What you should do: Rewrite the records below with every "metal fence" changed to "wire fence" and all other text left as it stands.

┌─ Material for the task

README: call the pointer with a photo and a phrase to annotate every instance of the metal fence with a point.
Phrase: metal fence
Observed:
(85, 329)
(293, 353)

└─

Reply:
README: call the pointer with a photo and a phrase to annotate every instance of the wire fence with a point.
Phrase: wire fence
Observed:
(85, 329)
(293, 353)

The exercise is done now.